>> Begin AVAILABLE DATA
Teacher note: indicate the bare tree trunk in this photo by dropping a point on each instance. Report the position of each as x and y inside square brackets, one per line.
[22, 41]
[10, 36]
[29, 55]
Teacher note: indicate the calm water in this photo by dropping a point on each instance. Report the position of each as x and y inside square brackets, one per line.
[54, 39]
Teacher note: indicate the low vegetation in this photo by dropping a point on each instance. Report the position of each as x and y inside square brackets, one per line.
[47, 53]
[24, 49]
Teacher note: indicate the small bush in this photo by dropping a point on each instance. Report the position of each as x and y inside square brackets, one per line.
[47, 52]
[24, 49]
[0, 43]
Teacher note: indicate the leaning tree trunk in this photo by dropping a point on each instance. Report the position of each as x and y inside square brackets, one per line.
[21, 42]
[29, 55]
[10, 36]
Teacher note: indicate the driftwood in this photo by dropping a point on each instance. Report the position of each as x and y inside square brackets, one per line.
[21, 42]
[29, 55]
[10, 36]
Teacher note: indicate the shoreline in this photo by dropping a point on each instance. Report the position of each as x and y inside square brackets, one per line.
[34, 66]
>> End AVAILABLE DATA
Write out all of the lines again, putting "placing a marker" wherever "dropping a point" appears and keeping everything else the same.

◆ WRITTEN SOLUTION
Teacher note: indicate the bare tree trunk in this photo by placing a marker on each instance. Report the position of each as x and y inside square brackets, one per line.
[22, 41]
[10, 36]
[29, 55]
Teacher note: indicate the calm water in this photo by placing a marker on each instance. Report the position of each as x and y inside square brackets, one per line.
[54, 39]
Teacher note: indicate the low vegetation in this photo by placing a marker on each instance. Report the position of each as x and y inside square brackets, one per line.
[47, 53]
[24, 49]
Teacher note: indicate the small bush in this photo by placing a marker on each instance. Report the position of each as x and y inside square brackets, one per line.
[47, 52]
[24, 49]
[0, 43]
Teacher note: indicate the leaning tree trunk in this photo by placing a marker on each instance. Report the position of each as x and y inside square brackets, one per line.
[21, 42]
[29, 55]
[10, 36]
Teacher note: indicate the driftwood in this photo by placing a marker on each instance. Report the position of each as x and y inside square brackets, one per line.
[21, 42]
[29, 55]
[10, 36]
Teacher note: indicate the shoreline in this photo by placing a marker on each instance. Report the position of each as x and y inside square brackets, one per line.
[34, 66]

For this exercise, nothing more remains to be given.